**WRITTEN INSTRUCTION**
Give back the full listing verbatim, apart from its images.

**Photo object pointing records**
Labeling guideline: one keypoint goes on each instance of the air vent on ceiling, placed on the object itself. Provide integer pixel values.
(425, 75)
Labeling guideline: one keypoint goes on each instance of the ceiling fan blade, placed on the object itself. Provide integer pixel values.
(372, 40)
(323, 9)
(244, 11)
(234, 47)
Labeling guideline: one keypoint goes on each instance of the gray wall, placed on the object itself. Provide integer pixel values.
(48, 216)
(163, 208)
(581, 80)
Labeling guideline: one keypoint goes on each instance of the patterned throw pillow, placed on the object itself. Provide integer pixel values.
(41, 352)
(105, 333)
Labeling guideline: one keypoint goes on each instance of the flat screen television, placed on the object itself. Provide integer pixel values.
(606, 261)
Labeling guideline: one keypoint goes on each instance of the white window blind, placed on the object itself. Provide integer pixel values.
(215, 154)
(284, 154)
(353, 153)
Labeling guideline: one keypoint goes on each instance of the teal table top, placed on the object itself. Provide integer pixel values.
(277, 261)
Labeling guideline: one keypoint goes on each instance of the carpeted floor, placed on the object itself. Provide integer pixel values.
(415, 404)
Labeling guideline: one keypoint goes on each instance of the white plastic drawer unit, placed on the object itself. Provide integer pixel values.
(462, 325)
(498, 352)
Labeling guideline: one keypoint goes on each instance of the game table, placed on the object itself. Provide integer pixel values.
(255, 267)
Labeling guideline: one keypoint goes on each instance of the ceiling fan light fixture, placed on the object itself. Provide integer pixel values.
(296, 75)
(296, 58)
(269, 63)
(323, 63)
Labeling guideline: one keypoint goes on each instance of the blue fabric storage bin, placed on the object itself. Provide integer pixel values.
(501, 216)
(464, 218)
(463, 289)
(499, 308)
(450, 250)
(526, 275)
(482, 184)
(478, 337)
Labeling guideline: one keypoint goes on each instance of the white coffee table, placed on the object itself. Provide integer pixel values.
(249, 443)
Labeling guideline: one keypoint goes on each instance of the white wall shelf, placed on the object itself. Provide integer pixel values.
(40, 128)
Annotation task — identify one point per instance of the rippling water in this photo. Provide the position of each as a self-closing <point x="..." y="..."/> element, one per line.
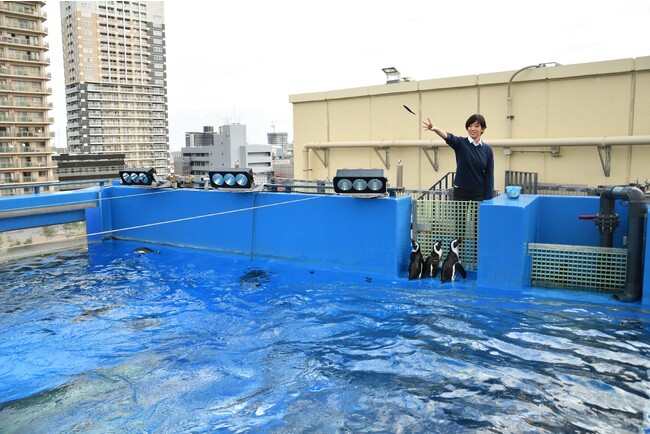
<point x="193" y="341"/>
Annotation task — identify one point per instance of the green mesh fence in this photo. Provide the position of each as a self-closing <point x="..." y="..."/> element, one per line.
<point x="578" y="267"/>
<point x="444" y="220"/>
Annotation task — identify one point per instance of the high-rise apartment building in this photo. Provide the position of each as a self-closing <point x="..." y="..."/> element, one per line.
<point x="25" y="150"/>
<point x="116" y="80"/>
<point x="227" y="148"/>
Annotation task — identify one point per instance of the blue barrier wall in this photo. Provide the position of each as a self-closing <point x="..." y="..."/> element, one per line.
<point x="366" y="235"/>
<point x="371" y="235"/>
<point x="507" y="226"/>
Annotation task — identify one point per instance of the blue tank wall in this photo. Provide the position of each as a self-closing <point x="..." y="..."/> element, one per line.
<point x="507" y="226"/>
<point x="370" y="235"/>
<point x="367" y="235"/>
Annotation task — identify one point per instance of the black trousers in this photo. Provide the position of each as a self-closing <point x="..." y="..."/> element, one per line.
<point x="465" y="194"/>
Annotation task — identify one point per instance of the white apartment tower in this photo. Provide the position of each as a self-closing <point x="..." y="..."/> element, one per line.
<point x="25" y="151"/>
<point x="116" y="80"/>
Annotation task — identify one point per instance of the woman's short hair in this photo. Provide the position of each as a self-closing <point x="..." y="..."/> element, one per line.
<point x="476" y="118"/>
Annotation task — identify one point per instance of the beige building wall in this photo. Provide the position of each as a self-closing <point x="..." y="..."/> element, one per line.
<point x="575" y="107"/>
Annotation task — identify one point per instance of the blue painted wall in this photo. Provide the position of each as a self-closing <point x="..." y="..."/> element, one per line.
<point x="506" y="226"/>
<point x="362" y="234"/>
<point x="38" y="202"/>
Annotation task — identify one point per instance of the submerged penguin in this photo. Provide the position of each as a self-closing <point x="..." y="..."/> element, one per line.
<point x="144" y="250"/>
<point x="452" y="263"/>
<point x="432" y="263"/>
<point x="416" y="266"/>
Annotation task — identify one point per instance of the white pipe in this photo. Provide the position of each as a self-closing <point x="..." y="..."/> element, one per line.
<point x="495" y="143"/>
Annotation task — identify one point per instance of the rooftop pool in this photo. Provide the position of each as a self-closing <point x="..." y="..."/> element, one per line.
<point x="188" y="340"/>
<point x="260" y="311"/>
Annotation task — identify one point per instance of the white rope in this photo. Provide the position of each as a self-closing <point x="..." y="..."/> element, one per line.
<point x="98" y="199"/>
<point x="253" y="208"/>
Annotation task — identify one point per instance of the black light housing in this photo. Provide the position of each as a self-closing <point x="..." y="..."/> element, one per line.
<point x="232" y="179"/>
<point x="138" y="177"/>
<point x="360" y="182"/>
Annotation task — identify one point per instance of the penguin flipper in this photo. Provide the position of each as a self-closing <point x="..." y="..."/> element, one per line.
<point x="461" y="270"/>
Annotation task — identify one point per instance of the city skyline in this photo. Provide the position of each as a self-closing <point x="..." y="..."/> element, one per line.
<point x="243" y="60"/>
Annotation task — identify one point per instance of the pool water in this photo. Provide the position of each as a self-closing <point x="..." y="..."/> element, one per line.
<point x="194" y="341"/>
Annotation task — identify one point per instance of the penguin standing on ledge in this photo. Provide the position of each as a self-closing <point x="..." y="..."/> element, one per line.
<point x="416" y="266"/>
<point x="432" y="263"/>
<point x="452" y="263"/>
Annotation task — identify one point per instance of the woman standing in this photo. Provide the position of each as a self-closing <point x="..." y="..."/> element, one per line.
<point x="474" y="178"/>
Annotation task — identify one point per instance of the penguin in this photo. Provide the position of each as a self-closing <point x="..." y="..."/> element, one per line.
<point x="452" y="263"/>
<point x="416" y="266"/>
<point x="432" y="263"/>
<point x="144" y="250"/>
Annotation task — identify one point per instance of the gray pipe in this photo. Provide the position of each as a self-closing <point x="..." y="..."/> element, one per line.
<point x="637" y="213"/>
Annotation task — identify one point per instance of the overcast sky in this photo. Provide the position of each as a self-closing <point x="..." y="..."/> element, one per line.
<point x="238" y="61"/>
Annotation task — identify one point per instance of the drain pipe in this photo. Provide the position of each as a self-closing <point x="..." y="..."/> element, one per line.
<point x="635" y="237"/>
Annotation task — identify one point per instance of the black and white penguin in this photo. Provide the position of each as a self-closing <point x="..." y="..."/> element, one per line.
<point x="432" y="263"/>
<point x="417" y="262"/>
<point x="452" y="263"/>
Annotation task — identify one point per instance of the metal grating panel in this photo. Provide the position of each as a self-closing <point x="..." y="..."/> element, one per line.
<point x="578" y="267"/>
<point x="444" y="220"/>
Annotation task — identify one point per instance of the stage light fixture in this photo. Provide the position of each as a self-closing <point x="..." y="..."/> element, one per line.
<point x="360" y="182"/>
<point x="138" y="177"/>
<point x="232" y="179"/>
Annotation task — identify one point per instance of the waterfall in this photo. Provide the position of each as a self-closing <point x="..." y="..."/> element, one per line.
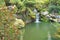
<point x="49" y="36"/>
<point x="37" y="16"/>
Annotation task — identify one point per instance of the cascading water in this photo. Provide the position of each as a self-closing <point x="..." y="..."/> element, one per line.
<point x="37" y="16"/>
<point x="49" y="36"/>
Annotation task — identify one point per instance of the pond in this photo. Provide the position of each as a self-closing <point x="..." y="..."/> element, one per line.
<point x="38" y="31"/>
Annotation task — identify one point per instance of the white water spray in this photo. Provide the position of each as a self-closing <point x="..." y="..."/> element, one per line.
<point x="49" y="36"/>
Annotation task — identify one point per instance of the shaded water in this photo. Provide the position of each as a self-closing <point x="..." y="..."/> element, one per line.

**RESPONSE TO THE EXERCISE**
Labeling guideline: one keypoint goes on each instance of the air vent on ceiling, placed on the object itself. Provide integer pixel values.
(425, 75)
Labeling guideline: one keypoint goes on each instance of the ceiling fan blade, placed on the object itself. Provide integer pixel values.
(372, 40)
(323, 9)
(244, 11)
(234, 47)
Labeling guideline: one keypoint goes on each instance of the gray wall, placed on the object itself. Provide integer pixel values.
(48, 216)
(163, 208)
(581, 80)
Labeling guideline: one keypoint goes on each instance of the patterned throw pillow, placed on the object itself. Provide integer pixel values.
(41, 352)
(105, 333)
Labeling guideline: one keypoint goes on each instance of the flat screen television, placed on the object itself. Provide integer pixel values.
(606, 261)
Labeling guideline: one keypoint goes on each instance of the white window blind, placed on the object itself. Provide integer pixel values.
(215, 154)
(284, 154)
(353, 153)
Labeling guideline: one keypoint goes on each instance of the teal table top, placed on the object itself. Provide integer pixel values.
(277, 261)
Labeling guideline: one keypoint goes on each instance of the carpeted floor, placed on the object itself. Provide integer pixel values.
(415, 404)
Labeling guideline: one keypoint goes on each instance of the white plastic drawer unit, placed on the object itself. Provide integer pixel values.
(462, 325)
(498, 352)
Labeling guideline: one keypoint goes on each instance of the game table, placed on the object itself. Provide integer pixel values.
(255, 267)
Labeling guideline: one keypoint goes on each instance of the ceiling fan light fixture, placed on the object itself. Provide integer pixel values.
(296, 75)
(296, 58)
(269, 63)
(323, 63)
Labeling guideline: one keypoint goes on each instance of the blue fabric storage bin, placed on the object itself. Provide integer pixel values.
(501, 216)
(464, 218)
(463, 289)
(499, 308)
(450, 250)
(526, 275)
(482, 184)
(478, 337)
Labeling guideline: one keypoint goes on each instance of the white coffee table, placed on the object itself. Provide integer pixel values.
(249, 443)
Labeling guideline: one keypoint goes on each instance of the white wall shelf, placed on the object itself. Provide integer pixel values.
(40, 128)
Annotation task — identify one point per instance of the rippling water in this photo. Provide the position of each as a self-closing <point x="..." y="..."/> element, one per line.
<point x="193" y="341"/>
Annotation task — identify one point per instance of the green mesh fence in this photo. Provide the position of each as a self-closing <point x="..." y="..."/> element, one per line.
<point x="578" y="267"/>
<point x="444" y="220"/>
Annotation task — identify one point per instance of the high-rise apartment building in this photo. Provide the position of each as a self-closing <point x="..." y="..."/> element, one per line.
<point x="25" y="150"/>
<point x="116" y="80"/>
<point x="227" y="148"/>
Annotation task — identify one point per instance of the blue barrier wall in this photo. Provide the position of each as a self-closing <point x="..." y="..."/> element, one per line.
<point x="366" y="235"/>
<point x="371" y="235"/>
<point x="507" y="226"/>
Annotation task — identify one point per instance of the blue tank wall in this photo. Provide the position of each as a self-closing <point x="..." y="..."/> element, one per line.
<point x="507" y="226"/>
<point x="370" y="235"/>
<point x="367" y="235"/>
Annotation task — identify one point per instance of the black trousers in this photo. Provide the position of each as a self-closing <point x="..." y="..."/> element, one per line.
<point x="465" y="194"/>
Annotation task — identify one point per instance of the white apartment tower in this photo. Provide the position of each as a self-closing <point x="..." y="..."/> element, one per line.
<point x="25" y="151"/>
<point x="116" y="80"/>
Annotation task — identify one point per instance of the woman's short hair in this photo. Provide the position of each as a self-closing <point x="..." y="..."/> element, one per line.
<point x="476" y="118"/>
Annotation task — identify one point per instance of the beige building wall in this photo. Provide the position of each as a self-closing <point x="..." y="..."/> element, one per line.
<point x="575" y="107"/>
Annotation task — identify one point per instance of the blue painted wall in this photo. Provide the position of each as a self-closing <point x="..." y="..."/> element, one per line.
<point x="506" y="226"/>
<point x="362" y="234"/>
<point x="38" y="202"/>
Annotation task — identify one point per instance of the submerged penguin in this photo. Provide the position of each as a self-closing <point x="..." y="..."/> element, one per line.
<point x="144" y="250"/>
<point x="452" y="263"/>
<point x="432" y="263"/>
<point x="416" y="266"/>
Annotation task — identify one point per instance of the white pipe in this photo. Provide the position of each as a self-closing <point x="..." y="..."/> element, one per line.
<point x="495" y="143"/>
Annotation task — identify one point per instance of the rooftop pool in this photo. Provide the position of each as a self-closing <point x="..." y="..."/> element, one per line.
<point x="188" y="340"/>
<point x="260" y="311"/>
Annotation task — identify one point per instance of the white rope in this photo. Provide the position of each as a self-closing <point x="..." y="..."/> element, one per line.
<point x="98" y="199"/>
<point x="253" y="208"/>
Annotation task — identify one point per instance of the black light housing in this photo. Provide the position of each as a self-closing <point x="..." y="..."/> element, one per line.
<point x="232" y="179"/>
<point x="138" y="177"/>
<point x="360" y="182"/>
Annotation task — identify one point per instance of the penguin flipper in this photo. Provide the position of each as a self-closing <point x="..." y="..."/> element, one per line.
<point x="461" y="270"/>
Annotation task — identify one point per instance of the city skyline in this photo. Provide the position of each as a self-closing <point x="..." y="..."/> element, one per line.
<point x="243" y="60"/>
Annotation task — identify one point per instance of the pool water in this photo. Provide the position of each as a self-closing <point x="..." y="..."/> element, one per line.
<point x="194" y="341"/>
Annotation task — identify one point per instance of the penguin standing on ledge in this photo. Provide the position of each as a self-closing <point x="..." y="..."/> element, one per line.
<point x="416" y="266"/>
<point x="432" y="263"/>
<point x="452" y="263"/>
Annotation task — identify one point per instance of the woman standing in this photo. Provide the position of each as a self-closing <point x="..." y="..."/> element, one per line.
<point x="474" y="178"/>
Annotation task — identify one point per instance of the penguin in this photo. Provide the position of each as a self-closing <point x="..." y="..."/> element, one per line.
<point x="452" y="263"/>
<point x="416" y="266"/>
<point x="432" y="263"/>
<point x="144" y="250"/>
Annotation task — identify one point per instance of the gray pipe in this photo. Provide the position of each as a self-closing <point x="..." y="..."/> element, one per line.
<point x="637" y="213"/>
Annotation task — identify one point per instance of the overcast sky in this photo. Provide the position of each as a self-closing <point x="..." y="..."/> element, one per line.
<point x="238" y="61"/>
Annotation task — identify one point per instance of the drain pipe in this photo. Provide the position of each as a self-closing <point x="..." y="..."/> element, one per line.
<point x="635" y="237"/>
Annotation task — identify one point per instance of the black and white penguin in this photo. Provide the position of each as a self-closing <point x="..." y="..."/> element, one per line.
<point x="432" y="263"/>
<point x="417" y="262"/>
<point x="452" y="263"/>
Annotation task — identify one point per instance of the metal grating panel in this photo. Provide the position of each as a self-closing <point x="..." y="..."/> element, one per line.
<point x="578" y="267"/>
<point x="444" y="220"/>
Annotation task — identify one point per instance of the stage light fixture in this photo. Provide the position of each as a self-closing <point x="..." y="..."/> element, one per line.
<point x="360" y="182"/>
<point x="138" y="177"/>
<point x="232" y="179"/>
Annotation task — identify one point per instance of the waterfall in this photo. Provide the position of each as a self-closing <point x="..." y="..."/> element, one per line.
<point x="49" y="36"/>
<point x="37" y="16"/>
Annotation task — identify one point per instance of the cascading water in this photo. Provide the position of each as a self-closing <point x="..." y="..."/> element, one per line.
<point x="37" y="16"/>
<point x="49" y="36"/>
Annotation task — identify one point per instance of the pond in this photo. Provide the position of each as a self-closing <point x="..." y="..."/> element, one per line.
<point x="38" y="31"/>
Annotation task — identify one point per instance of the white water spray in this photo. Provide the position of each as a self-closing <point x="..." y="..."/> element, one per line.
<point x="49" y="36"/>
Annotation task — identify one point per instance of the shaded water in this photo. Provide the position of each as a self-closing <point x="..." y="..."/> element, one per line.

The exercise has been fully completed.